» **Task statement**
Please recast the material below as a Markdown table with two columns, Row and Line, giving each line its own row number and leaving out blank lines.

» **Information provided**
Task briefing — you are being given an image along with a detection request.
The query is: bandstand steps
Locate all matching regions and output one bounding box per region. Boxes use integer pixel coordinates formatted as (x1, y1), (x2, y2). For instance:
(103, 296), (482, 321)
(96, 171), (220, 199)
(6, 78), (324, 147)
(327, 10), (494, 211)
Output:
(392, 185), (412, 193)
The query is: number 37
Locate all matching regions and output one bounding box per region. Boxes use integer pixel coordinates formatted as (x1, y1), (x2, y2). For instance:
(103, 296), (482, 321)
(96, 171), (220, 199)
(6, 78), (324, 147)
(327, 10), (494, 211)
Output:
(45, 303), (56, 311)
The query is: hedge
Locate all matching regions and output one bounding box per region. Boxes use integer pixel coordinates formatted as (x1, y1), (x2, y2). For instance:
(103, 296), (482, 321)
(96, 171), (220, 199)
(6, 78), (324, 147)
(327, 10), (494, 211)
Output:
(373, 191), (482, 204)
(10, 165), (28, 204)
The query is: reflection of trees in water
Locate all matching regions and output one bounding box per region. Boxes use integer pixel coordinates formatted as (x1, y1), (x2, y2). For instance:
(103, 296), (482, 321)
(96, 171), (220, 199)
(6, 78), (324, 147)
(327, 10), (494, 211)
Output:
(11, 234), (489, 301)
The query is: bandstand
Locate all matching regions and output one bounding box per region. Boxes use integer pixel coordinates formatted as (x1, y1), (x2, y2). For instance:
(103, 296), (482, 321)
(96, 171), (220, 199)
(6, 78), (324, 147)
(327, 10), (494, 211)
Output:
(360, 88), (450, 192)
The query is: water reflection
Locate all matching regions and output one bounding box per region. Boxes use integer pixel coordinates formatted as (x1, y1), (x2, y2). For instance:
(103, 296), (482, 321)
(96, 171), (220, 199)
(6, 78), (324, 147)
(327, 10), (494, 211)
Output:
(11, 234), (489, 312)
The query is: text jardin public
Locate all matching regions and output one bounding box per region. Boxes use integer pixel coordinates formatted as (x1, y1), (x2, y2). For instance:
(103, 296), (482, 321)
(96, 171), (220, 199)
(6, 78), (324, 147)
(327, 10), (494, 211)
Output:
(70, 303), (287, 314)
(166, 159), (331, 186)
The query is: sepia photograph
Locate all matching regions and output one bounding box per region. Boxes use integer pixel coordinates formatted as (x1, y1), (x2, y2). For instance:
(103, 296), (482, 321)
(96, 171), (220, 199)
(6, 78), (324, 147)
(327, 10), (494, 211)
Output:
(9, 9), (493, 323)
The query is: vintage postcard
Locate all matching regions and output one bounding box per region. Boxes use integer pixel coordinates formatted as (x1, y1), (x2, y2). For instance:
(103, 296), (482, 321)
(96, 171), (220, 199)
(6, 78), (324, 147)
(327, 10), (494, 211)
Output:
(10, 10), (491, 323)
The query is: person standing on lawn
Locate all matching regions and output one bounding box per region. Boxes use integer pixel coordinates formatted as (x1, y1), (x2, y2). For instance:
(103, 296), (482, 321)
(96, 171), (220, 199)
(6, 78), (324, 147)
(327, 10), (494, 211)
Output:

» **Result of the task**
| Row | Line |
|---|---|
| 1 | Task briefing — you are being given an image along with a detection request. |
| 2 | The query is: bandstand steps |
| 3 | Locate all matching regions and output one bounding box per region. Boxes use integer pixel coordinates formatted as (x1, y1), (x2, y2). For instance: |
| 4 | (103, 296), (482, 321) |
| 5 | (96, 171), (220, 199) |
| 6 | (6, 78), (324, 147) |
| 7 | (327, 10), (494, 211) |
| 8 | Output: |
| 9 | (392, 185), (412, 193) |
| 10 | The query is: number 37 |
| 11 | Locate all matching regions and output one bounding box per region. Boxes use integer pixel coordinates formatted as (x1, y1), (x2, y2). For instance: |
| 12 | (103, 296), (482, 321) |
| 13 | (96, 171), (220, 199) |
| 14 | (6, 78), (324, 147) |
| 15 | (327, 10), (494, 211) |
| 16 | Output: |
| 17 | (45, 303), (56, 311) |
| 18 | The query is: hedge |
| 19 | Locate all matching regions and output one bounding box per region. Boxes use integer pixel coordinates formatted as (x1, y1), (x2, y2). For instance: |
| 20 | (103, 296), (482, 321) |
| 21 | (96, 171), (220, 199) |
| 22 | (6, 78), (324, 147) |
| 23 | (327, 10), (494, 211) |
| 24 | Output: |
| 25 | (373, 191), (482, 204) |
| 26 | (10, 165), (28, 204) |
| 27 | The query is: reflection of trees in water |
| 28 | Locate all matching regions and output one bounding box per region. Boxes use integer pixel coordinates formatted as (x1, y1), (x2, y2). For instance: |
| 29 | (103, 296), (482, 321) |
| 30 | (96, 171), (220, 199) |
| 31 | (6, 78), (324, 147) |
| 32 | (327, 10), (494, 211) |
| 33 | Output: |
| 34 | (11, 234), (489, 301) |
| 35 | The query is: bandstand |
| 36 | Locate all matching regions and output one bounding box per region. Boxes use integer pixel coordinates formatted as (x1, y1), (x2, y2). For instance: |
| 37 | (103, 296), (482, 321) |
| 38 | (96, 171), (220, 199) |
| 39 | (6, 78), (324, 147) |
| 40 | (327, 10), (494, 211) |
| 41 | Output: |
| 42 | (360, 88), (450, 192) |
| 43 | The query is: water reflection |
| 44 | Locate all matching regions and output one bounding box per region. Boxes use integer pixel coordinates formatted as (x1, y1), (x2, y2). For instance: |
| 45 | (103, 296), (482, 321) |
| 46 | (96, 171), (220, 199) |
| 47 | (6, 78), (324, 147) |
| 48 | (327, 10), (494, 211) |
| 49 | Output: |
| 50 | (11, 234), (489, 312) |
| 51 | The query is: text jardin public |
| 52 | Locate all matching regions and output one bounding box per region. Boxes use integer pixel coordinates formatted as (x1, y1), (x2, y2). For instance: |
| 53 | (103, 296), (482, 321) |
| 54 | (96, 171), (220, 199) |
| 55 | (6, 78), (324, 147) |
| 56 | (327, 10), (494, 211) |
| 57 | Output: |
| 58 | (70, 303), (287, 314) |
| 59 | (166, 159), (331, 186) |
| 60 | The query is: sepia photograph |
| 61 | Locate all matching regions and output one bounding box per region. Boxes use integer pixel coordinates formatted as (x1, y1), (x2, y2). For instance: |
| 62 | (103, 296), (482, 321) |
| 63 | (96, 171), (220, 199) |
| 64 | (6, 78), (324, 147) |
| 65 | (327, 10), (494, 211) |
| 66 | Output: |
| 67 | (9, 9), (493, 323) |
| 68 | The query is: vintage postcard |
| 69 | Locate all matching regions and output one bounding box per region. Boxes use integer pixel coordinates formatted as (x1, y1), (x2, y2). For instance: |
| 70 | (103, 296), (482, 321) |
| 71 | (96, 171), (220, 199) |
| 72 | (6, 78), (324, 147) |
| 73 | (327, 10), (494, 211) |
| 74 | Output: |
| 75 | (10, 10), (491, 323) |
| 76 | The query is: person standing on lawn |
| 77 | Locate all matching regions and output one bounding box per region. Boxes use integer pixel coordinates formatted as (x1, y1), (x2, y2). For instance: |
| 78 | (103, 296), (482, 321) |
| 79 | (96, 171), (220, 199) |
| 80 | (6, 78), (324, 147) |
| 81 | (327, 10), (494, 211) |
| 82 | Output: |